GIVEN PASSAGE:
The new administration has created tensions in U.S. diplomatic posts as it aimed at a clear out of all Biden officials. The document also advised the new administration to reboot ambassadors worldwide. “It should both accept the resignations of all political ambassadors and quickly review and reassess all career ambassadors. This review should commence well before the new Administration’s first day.”
Project 2025 which was authored in 2024 by a host of American conservative leaders also laid out why USAID had to be reformed.
“The Biden Administration has deformed the agency by treating it as a global platform to pursue overseas a divisive political and cultural agenda that promotes abortion, climate extremism, gender radicalism, and interventions against perceived systematic racism.”
The defunct American agency had over 5000 contractors and its closure also affected the work of PEPFAR through which 700,000 Ugandans living with HIV were receiving anti-retroviral (ARV) treatment.

EXERCISE INSTRUCTIONS: Copy out the entire passage on Project 2025 and USAID word for word.

DATASET:
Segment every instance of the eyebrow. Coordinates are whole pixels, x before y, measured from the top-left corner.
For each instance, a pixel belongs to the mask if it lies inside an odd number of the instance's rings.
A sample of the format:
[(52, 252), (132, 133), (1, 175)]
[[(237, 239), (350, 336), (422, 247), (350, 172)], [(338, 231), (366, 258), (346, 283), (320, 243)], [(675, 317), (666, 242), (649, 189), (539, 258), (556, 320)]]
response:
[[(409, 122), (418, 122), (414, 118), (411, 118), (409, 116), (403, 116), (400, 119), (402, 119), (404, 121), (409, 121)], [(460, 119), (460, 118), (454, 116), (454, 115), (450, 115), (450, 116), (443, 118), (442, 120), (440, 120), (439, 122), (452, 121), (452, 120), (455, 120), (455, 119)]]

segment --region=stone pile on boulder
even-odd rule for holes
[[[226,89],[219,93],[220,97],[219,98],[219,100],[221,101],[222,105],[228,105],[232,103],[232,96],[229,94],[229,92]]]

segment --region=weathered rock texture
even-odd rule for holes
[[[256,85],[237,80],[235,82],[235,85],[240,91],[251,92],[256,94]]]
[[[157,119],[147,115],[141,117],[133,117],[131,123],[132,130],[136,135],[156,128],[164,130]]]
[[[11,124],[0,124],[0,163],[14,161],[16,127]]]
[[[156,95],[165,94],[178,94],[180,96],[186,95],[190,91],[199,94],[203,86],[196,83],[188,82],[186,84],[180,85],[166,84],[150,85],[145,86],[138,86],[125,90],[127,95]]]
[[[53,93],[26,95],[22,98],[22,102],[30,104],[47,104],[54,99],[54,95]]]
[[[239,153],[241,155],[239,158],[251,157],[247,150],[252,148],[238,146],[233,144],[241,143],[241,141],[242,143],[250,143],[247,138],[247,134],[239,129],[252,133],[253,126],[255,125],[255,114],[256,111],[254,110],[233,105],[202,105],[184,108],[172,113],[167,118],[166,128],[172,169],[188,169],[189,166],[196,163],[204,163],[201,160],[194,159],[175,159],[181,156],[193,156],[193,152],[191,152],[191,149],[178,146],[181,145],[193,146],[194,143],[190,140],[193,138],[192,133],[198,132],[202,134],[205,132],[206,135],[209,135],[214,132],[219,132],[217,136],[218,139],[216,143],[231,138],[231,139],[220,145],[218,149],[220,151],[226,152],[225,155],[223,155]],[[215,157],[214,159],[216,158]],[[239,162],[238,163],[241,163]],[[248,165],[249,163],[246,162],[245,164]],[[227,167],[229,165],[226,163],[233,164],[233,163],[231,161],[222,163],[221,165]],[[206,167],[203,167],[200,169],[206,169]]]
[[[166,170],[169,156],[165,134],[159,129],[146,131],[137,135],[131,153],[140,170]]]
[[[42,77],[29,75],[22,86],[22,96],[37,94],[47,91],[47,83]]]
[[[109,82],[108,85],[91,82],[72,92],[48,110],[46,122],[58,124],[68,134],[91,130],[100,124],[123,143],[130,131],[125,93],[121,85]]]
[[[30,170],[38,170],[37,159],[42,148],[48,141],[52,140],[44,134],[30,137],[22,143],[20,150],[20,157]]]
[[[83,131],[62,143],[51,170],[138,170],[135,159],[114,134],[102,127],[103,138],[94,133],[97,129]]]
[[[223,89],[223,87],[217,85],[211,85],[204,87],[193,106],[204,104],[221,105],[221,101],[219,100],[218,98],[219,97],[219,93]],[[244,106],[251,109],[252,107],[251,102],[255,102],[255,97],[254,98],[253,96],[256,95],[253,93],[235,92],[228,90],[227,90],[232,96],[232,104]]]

THE COMPLETED TASK:
The new administration has created tensions in U.S. diplomatic posts as it aimed at a clear out of all Biden officials. The document also advised the new administration to reboot ambassadors worldwide. “It should both accept the resignations of all political ambassadors and quickly review and reassess all career ambassadors. This review should commence well before the new Administration’s first day.”
Project 2025 which was authored in 2024 by a host of American conservative leaders also laid out why USAID had to be reformed.
“The Biden Administration has deformed the agency by treating it as a global platform to pursue overseas a divisive political and cultural agenda that promotes abortion, climate extremism, gender radicalism, and interventions against perceived systematic racism.”
The defunct American agency had over 5000 contractors and its closure also affected the work of PEPFAR through which 700,000 Ugandans living with HIV were receiving anti-retroviral (ARV) treatment.